Every record, apart from its pictures, should be repeated exactly.
Records for this exercise Start Marker
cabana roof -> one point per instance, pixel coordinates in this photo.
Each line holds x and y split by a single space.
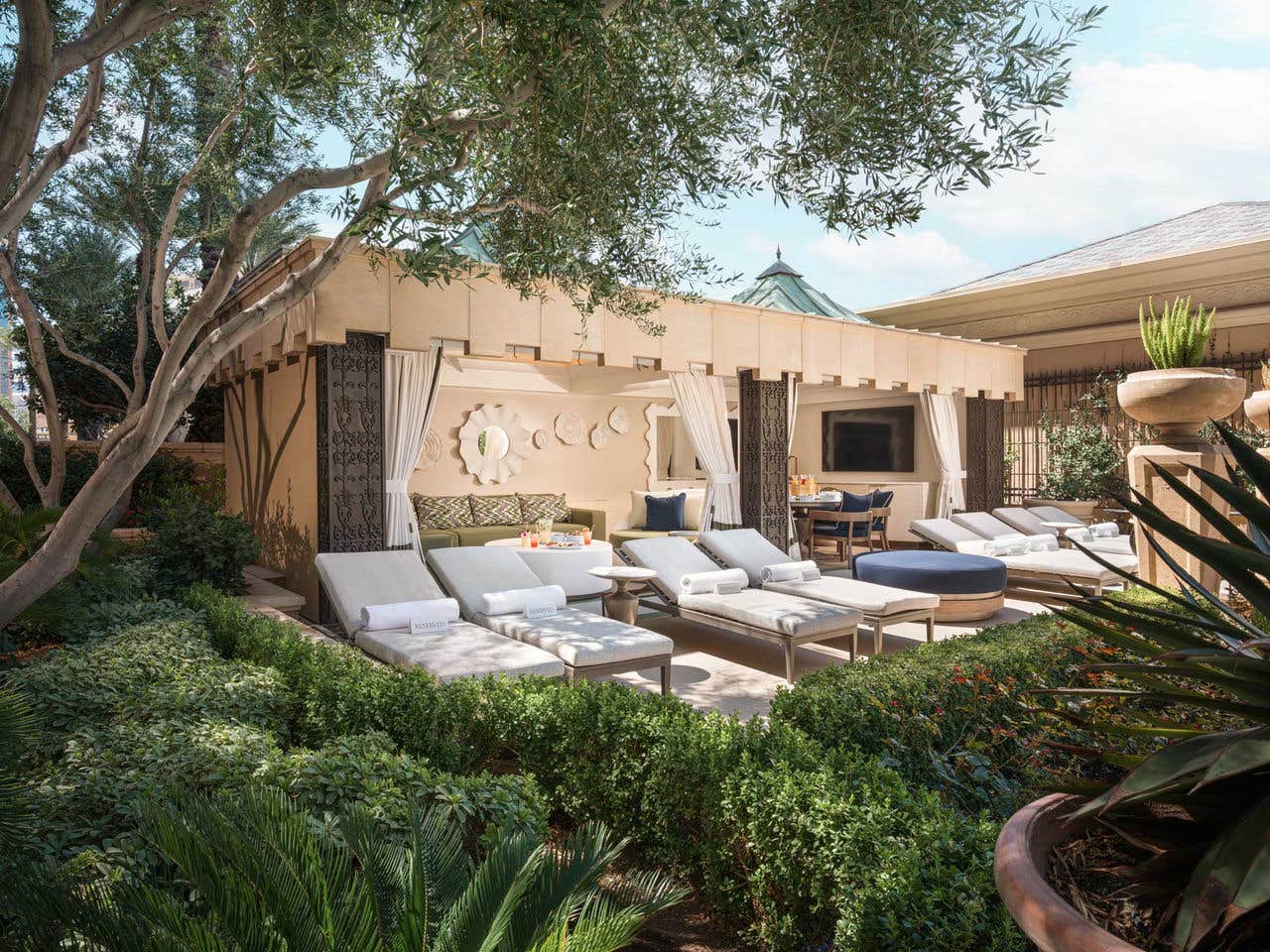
484 318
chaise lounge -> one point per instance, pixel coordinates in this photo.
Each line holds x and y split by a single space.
353 580
587 644
772 616
1039 575
1032 522
879 604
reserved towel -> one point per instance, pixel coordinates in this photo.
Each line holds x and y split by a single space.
807 570
1042 542
527 602
1008 546
724 581
436 612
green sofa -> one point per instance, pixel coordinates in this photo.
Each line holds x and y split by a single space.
451 536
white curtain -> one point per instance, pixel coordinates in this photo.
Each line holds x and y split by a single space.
411 380
705 416
790 416
940 411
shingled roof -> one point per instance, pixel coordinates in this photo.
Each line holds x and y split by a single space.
781 287
1215 225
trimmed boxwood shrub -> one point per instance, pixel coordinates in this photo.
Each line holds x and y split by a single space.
806 842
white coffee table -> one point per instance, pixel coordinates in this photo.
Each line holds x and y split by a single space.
566 566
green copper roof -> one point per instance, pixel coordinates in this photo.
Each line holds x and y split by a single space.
783 289
468 244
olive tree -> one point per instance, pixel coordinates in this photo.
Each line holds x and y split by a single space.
579 134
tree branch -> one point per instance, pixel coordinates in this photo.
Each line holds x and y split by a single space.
28 89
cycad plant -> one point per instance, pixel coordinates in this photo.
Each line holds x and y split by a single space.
263 879
1175 338
1197 696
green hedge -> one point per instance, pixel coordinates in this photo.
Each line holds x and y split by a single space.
945 715
154 708
803 841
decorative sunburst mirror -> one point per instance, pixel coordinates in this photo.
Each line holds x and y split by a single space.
493 443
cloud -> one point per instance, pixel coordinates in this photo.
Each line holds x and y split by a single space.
1135 144
1241 21
906 261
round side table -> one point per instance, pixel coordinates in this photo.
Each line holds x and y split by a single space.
621 603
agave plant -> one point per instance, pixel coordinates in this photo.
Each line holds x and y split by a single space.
1175 338
264 880
1198 692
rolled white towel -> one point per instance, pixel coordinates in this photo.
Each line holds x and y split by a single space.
722 581
1042 542
520 601
807 570
399 615
1006 546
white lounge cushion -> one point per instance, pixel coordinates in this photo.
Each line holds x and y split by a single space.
Records for this exercise End Marker
▸ **Problem solution**:
cabana roof -> one point per instance, pixel coordinates in this photo.
Each line holds x and y split by a single space.
484 318
chaise lounge -> one point per instance, pixel coordinates in this photo.
Each line holds x and y split by a single space.
353 580
587 644
772 616
1039 575
1032 522
879 604
reserved towel -> one point per instance, pixel coordinates in this photo.
Each line holds x and y split by a single space.
807 570
1042 542
527 602
1008 546
724 581
436 612
green sofa -> one point per instance, pixel coordinates in this photo.
Each line holds x and y split by a single space.
451 536
white curtain -> one point per instance, pixel coordinates in this photo.
Each line holds x and y split by a single space.
411 380
705 416
790 416
940 411
shingled roof -> one point per instance, pixel coordinates in this photo.
Each line holds x and y split by a single space.
781 287
1215 225
trimmed boxwood shrub -> one point per instance, pixel coordinates in this photo.
Each line holds x and y split by a single space.
806 842
white coffee table -> one point per instance, pixel coordinates in this photo.
Each line holds x and y split by a single space.
566 566
green copper roof -> one point per instance, pixel coordinates in this photo.
Each line holds x and y split by a single space.
783 289
468 244
olive tree -> one point per instance, pixel coordinates in this photo.
Each line holds x and y split by a single space.
579 134
tree branch -> one point per instance, pixel coordinates in this photo.
Each line holds x and y split by a single space.
28 89
cycad plant -> one point per instance, pixel coordinates in this photo.
Each line holds x and y split by a single space.
263 879
1175 338
1197 696
green hedge -> one point per instance, pixel coordinates in this photo.
Each line holds x and y split by a single space.
945 715
154 708
803 841
decorative sunburst mirror -> one point per instance, pixel coordinates in this photo.
Each line holds x and y split by a single space.
493 443
cloud -> one point per instance, pixel coordinates in this photo.
Each line holds x and y split by a single space.
1135 144
1241 21
906 261
round side table -> one point per instance, pixel coordinates in this photo.
Each line holds x and y split by a single space.
621 603
agave plant -> one point per instance, pixel coordinates in this photo.
Each line holds x and y split by a single space.
1175 338
264 880
1198 692
rolled white towel -> one point per instance, pixel coordinates in this photo.
Each line holds x and y split by a single space.
722 581
1042 542
520 601
807 570
399 615
1006 546
white lounge cushion -> one point per instance, pixel coordinates in this photo.
Each line holds x and y split by a single space.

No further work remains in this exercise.